BEGIN DATA FOR THIS TASK

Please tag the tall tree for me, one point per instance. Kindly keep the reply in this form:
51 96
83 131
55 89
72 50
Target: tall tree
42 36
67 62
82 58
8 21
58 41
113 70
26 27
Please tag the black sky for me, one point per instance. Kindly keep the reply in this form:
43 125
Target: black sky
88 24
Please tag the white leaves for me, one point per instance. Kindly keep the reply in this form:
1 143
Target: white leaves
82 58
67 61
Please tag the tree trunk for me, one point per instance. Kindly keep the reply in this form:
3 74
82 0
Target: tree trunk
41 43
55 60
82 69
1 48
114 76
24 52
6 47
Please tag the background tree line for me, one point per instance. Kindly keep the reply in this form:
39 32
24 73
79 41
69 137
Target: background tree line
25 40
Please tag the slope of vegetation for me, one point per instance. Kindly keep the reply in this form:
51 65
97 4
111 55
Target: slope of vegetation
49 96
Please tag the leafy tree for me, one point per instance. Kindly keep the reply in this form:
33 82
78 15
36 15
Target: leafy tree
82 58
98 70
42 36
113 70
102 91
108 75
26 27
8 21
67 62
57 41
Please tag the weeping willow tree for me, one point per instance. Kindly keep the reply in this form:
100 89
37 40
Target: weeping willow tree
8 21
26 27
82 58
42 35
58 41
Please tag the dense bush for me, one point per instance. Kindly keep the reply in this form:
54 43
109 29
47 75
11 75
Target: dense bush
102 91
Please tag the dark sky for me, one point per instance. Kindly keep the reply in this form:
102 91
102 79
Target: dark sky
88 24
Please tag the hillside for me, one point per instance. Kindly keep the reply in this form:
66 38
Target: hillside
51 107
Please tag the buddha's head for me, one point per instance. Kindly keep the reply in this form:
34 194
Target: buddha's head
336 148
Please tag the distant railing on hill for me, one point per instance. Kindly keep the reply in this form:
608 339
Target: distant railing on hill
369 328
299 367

END DATA FOR THIS TASK

— EXERCISE BRIEF —
Please reproduce all of the records exactly as they stand.

— ANSWER FOR THE TASK —
Please tag the tall tree for me, one point per instance. Kindly keep the reply in this form:
51 96
83 131
55 89
72 50
Target: tall tree
42 36
67 62
82 58
8 21
58 41
113 70
26 27
Please tag the black sky for me, one point per instance. Kindly keep the reply in this form:
43 125
Target: black sky
88 24
Please tag the white leaves for me, one point per instance. Kindly keep the reply in this form:
1 143
Target: white leaves
82 58
67 61
Please tag the tree trunk for me, one point per instance. Kindly keep the reply in this form:
3 74
82 0
Target: tree trunk
41 43
55 60
82 69
1 48
114 76
24 52
6 47
Please tag the background tree line for me, one point per instance. Kindly keep the reply in this form:
39 32
24 73
79 41
69 137
Target: background tree line
25 40
Please tag the slope of vegetation for me, one point per instance. Kindly keep the reply in this form:
51 65
97 4
111 55
Target: slope of vegetation
49 96
Please tag the leafy tree for me, one point per instance. Kindly keep the reply in this form:
33 82
78 15
36 15
Target: leafy tree
82 58
98 70
42 36
113 70
102 91
108 75
26 27
8 21
67 62
57 41
Please tag the weeping willow tree for me, one point per instance. Kindly keep the reply in this form:
100 89
37 40
Target: weeping willow tree
8 21
26 27
82 58
42 35
58 41
Please tag the dense bush for me, one point per instance. Kindly keep the reply in this form:
54 43
109 29
47 75
11 75
Target: dense bush
102 91
Please tag the dark sky for me, one point per instance. Kindly keep the reply in this form:
102 91
102 79
Target: dark sky
88 24
Please tag the hillside for me, one point per instance. Kindly keep the reply in this form:
66 38
Target: hillside
51 107
Please tag the buddha's head for me, one point per instance. Kindly keep the reply in this form:
34 194
Target: buddha's head
336 148
Please tag the distant railing on hill for me, one point per instance. Kindly keep the reply in this form:
608 339
Target: distant railing on hill
369 328
299 367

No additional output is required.